→ **TEXTE À LIRE**:

Il se trouve que dans ce pays, la loi, complaisante, ne punit pas de l’inéligibilité à vie ceux qui, dans l’exercice de leurs fonctions publiques, ont failli à l’honneur ou à la probité.
 
Celui-ci a été surpris à déménager la réserve de vins – des grands crus, cela va de soi – du conseil général qu’il avait présidé.
 Il lui semblait, toute honte bue, que ces bonnes bouteilles seraient mieux au frais dans sa cave que dans celles du département. Cet autre, victime de sa distraction, ne distinguait pas entre son portefeuille et les caisses publiques.
Un troisième, presque sans se cacher, achetait en liquide les voix de ses administrés.
 Ceux-là prélevaient leur petite commission sur les réalisations immobilières de leur commune et dissimulaient à la curiosité du fisc revenus et capital hérité ou mal acquis.
Cet autre, ressuscitant à son profit le droit de cuissage, prenait son pied avec celui des autres et sa main baladeuse remontait le long de la jambe un peu plus haut qu’il n’est décent…
Condamnés encore en sursis, ayant déjà purgé leur peine ou en instance de comparution devant les tribunaux, on ne les voit pas moins en cette période électorale se pavanant sur les marchés ou inondant les boîtes à lettres de tracts illustrés de leurs bobines, débordant de leur propre éloge ou de leurs dernières promesses.

→ **SECTION DES DONNÉES**:
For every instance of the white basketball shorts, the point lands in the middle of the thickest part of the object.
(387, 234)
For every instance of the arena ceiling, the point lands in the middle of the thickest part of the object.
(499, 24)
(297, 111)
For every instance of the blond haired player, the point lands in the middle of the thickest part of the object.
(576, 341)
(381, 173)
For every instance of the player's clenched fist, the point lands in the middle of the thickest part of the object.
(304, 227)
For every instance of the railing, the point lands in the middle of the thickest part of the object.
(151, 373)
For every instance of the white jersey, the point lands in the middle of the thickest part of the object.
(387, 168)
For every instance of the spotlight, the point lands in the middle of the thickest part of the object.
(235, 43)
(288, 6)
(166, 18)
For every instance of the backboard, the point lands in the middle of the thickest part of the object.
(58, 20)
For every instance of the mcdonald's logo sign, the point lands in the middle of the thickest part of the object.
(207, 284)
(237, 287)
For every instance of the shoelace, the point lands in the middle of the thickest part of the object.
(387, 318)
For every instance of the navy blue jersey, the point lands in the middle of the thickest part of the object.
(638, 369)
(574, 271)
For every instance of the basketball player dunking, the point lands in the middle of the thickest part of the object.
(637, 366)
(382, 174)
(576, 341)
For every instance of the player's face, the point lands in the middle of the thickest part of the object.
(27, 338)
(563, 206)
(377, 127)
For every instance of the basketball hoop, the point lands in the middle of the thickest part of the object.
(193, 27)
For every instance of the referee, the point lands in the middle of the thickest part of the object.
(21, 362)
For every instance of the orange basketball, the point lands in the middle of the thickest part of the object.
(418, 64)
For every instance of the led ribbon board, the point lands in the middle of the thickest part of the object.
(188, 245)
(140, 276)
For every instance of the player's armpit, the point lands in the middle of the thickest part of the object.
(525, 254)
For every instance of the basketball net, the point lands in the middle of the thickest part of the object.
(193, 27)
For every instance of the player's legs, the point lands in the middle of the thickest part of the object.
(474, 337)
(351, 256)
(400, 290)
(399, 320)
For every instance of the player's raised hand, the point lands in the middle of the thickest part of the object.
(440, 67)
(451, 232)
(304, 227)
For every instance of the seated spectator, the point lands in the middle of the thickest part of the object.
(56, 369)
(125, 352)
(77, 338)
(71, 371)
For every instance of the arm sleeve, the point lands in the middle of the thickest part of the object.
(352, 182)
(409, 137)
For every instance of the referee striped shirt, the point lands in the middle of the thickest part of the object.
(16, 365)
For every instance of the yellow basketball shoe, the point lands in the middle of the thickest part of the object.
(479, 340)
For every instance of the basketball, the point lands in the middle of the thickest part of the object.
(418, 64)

→ **À FAIRE**:
1 > D'après le texte sur les élus condamnés, qu'a-t-on surpris le premier d'entre eux à déménager ?
2 > Les affirmations suivantes concordent-elles avec le texte sur les élus condamnés ? Répondez par oui ou non en citant les mots du texte qui tranchent. (a) La loi punit d'inéligibilité à vie les élus ayant manqué à la probité. (b) L'un de ces élus achetait en liquide les voix de ses administrés. (c) En période électorale, ces élus se font discrets.
3 > Poursuivez le texte sur les élus condamnés à partir de sa dernière phrase.

→ **RÉSULTATS DANS L'ORDRE**:
1 > La réserve de vins, des grands crus, du conseil général qu'il avait présidé.

2 >
(a) Non : « la loi, complaisante, ne punit pas de l’inéligibilité à vie »
(b) Oui : « achetait en liquide les voix de ses administrés »
(c) Non : « se pavanant sur les marchés ou inondant les boîtes à lettres de tracts illustrés de leurs bobines »

3 >
Portant beau, mains sales mais tête haute, ils saluent les commerçants intimidés et embrassent les vieilles dames qui se rappellent, tout émues, qu’ils leur ont adressé à Noël de belles boîtes de chocolats payées de nos deniers.
Ils n’ont rien perdu de leur arrogance et, la conjoncture politique aidant, ils gardent toutes les chances d’être reconduits dans leurs mandats et autres chéquiers.
 Mais comment osent-ils, mais comment peuvent-ils ?
Il se trouve que dans ce pays, la loi, complaisante, ne punit pas de l’inéligibilité à vie ceux qui, dans l’exercice de leurs fonctions publiques, ont failli à l’honneur ou à la probité.
Il se trouve aussi qu’ils bénéficient de l’investiture et du soutien de leur parti.
 Quelles amitiés anciennes, quels services rendus, quels secrets partagés, quelles connivences inavouables, quelles fraternités occultes l’expliquent-ils ?
 Au nom de quoi ou en vertu de quoi le député-maire d’une ville moyenne de la banlieue parisienne peut-il recevoir la visite et se réclamer de l’appui de deux anciens ministres, du président de son groupe parlementaire, de la future présidente de la région, du président en exercice du Sénat, d’un ancien président de la République ?

Mais aussi bien, et pour finir par où l’on aurait pu commencer, comment ont-ils l’effronterie de solliciter de nouveau, sans vergogne, les suffrages des électeurs ?

 Comment peuvent-ils se regarder dans la glace, comment peuvent-ils s’exposer aux lumières, comment osent-ils parler de démocratie, de valeurs républicaines ?

 À leur place, on irait loin des hommes, loin des projecteurs, loin des tribunes, cacher sa honte et son indignité.

Mais ils sont faits de la même matière que M. de Talleyrand dont le visage ne trahissait aucune émotion lorsqu’il recevait des coups de pied au derrière.

Étonnez-vous, après cela, du rejet de la politique et de la montée de l’abstention.